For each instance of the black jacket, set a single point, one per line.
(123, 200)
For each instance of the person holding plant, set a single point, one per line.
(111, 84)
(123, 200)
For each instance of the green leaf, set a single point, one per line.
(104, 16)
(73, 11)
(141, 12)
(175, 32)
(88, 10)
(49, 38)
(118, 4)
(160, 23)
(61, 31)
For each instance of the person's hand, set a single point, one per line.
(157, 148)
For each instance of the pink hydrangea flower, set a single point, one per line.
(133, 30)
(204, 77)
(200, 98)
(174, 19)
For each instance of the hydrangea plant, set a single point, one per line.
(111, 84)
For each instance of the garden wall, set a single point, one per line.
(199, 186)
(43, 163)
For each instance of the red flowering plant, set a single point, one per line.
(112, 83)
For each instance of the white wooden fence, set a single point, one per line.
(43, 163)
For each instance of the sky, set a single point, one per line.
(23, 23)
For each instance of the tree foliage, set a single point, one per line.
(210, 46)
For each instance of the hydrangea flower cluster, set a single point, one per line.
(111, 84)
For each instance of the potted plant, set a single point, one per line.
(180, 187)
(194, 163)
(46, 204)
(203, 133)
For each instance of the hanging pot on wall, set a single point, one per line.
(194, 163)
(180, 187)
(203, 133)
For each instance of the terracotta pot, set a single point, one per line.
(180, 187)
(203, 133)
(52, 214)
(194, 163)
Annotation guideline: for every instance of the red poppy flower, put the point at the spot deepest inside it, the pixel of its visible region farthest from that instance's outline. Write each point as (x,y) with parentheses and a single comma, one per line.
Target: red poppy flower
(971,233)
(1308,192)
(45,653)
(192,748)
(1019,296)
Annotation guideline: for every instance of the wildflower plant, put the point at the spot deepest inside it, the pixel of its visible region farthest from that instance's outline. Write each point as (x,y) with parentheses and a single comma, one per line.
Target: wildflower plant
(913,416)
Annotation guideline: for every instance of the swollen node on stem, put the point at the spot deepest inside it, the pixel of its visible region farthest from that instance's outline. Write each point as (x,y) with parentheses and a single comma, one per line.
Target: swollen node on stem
-------------------------
■ **TASK TO CARRY OUT**
Make a precise copy of the records in their entirety.

■ **EXPECTED OUTPUT**
For each instance of the black jacket, set a single point, one per line.
(123, 200)
For each instance of the person holding plant, set a single point, one per line.
(111, 84)
(123, 200)
For each instance of the green leaf, set a single point, one per line.
(104, 16)
(73, 11)
(141, 12)
(175, 32)
(88, 10)
(49, 38)
(118, 4)
(160, 23)
(61, 31)
For each instance of the person's hand, set a single point, one per line.
(157, 148)
For each instance of the pink hydrangea flower, set a single point, one per line.
(133, 30)
(204, 77)
(200, 98)
(174, 19)
For each instance of the hydrangea plant, set a single point, one per line.
(111, 84)
For each instance of the garden wall, set a single point, one per line.
(199, 186)
(43, 163)
For each instance of the red flowering plant, set a single point, one per line.
(112, 83)
For each instance of the white wooden fence, set a single point, one per line.
(43, 163)
For each instance of the sky, set a single point, one per line.
(23, 23)
For each instance of the tree foliage, set a single point, one per line.
(210, 46)
For each instance of the hydrangea flower cluster, set a single point, one per line.
(111, 84)
For each instance of the potted plant, set a single point, one per line.
(180, 187)
(194, 163)
(46, 204)
(203, 133)
For each instance of the hanging pot on wall, set a single point, one per line.
(194, 163)
(180, 187)
(203, 133)
For each instance of the terracotta pot, set a single point, one per line.
(180, 187)
(203, 133)
(52, 214)
(194, 163)
Annotation guideline: for every instance of the red poppy flower, put the point at the spot deepest inside it, the pixel of its visible region farthest from that instance's outline. Write each point as (x,y) with parentheses and a single comma, one per line.
Target: red poppy flower
(971,233)
(1308,192)
(45,653)
(192,748)
(1019,296)
Annotation guideline: for every instance of the wildflower plant, put the point at the spot deepest inside it, the pixel of its visible region farthest from that instance's outline. Write each point as (x,y) with parentheses and a single comma, one per line.
Target: wildflower plant
(913,416)
Annotation guideline: for every instance of the swollen node on stem, put the point at the spot deepest inside it, the pixel of its visible region farthest from that instance's outline. Write each point as (x,y) with parentheses and a single comma, one per line.
Target: swollen node on stem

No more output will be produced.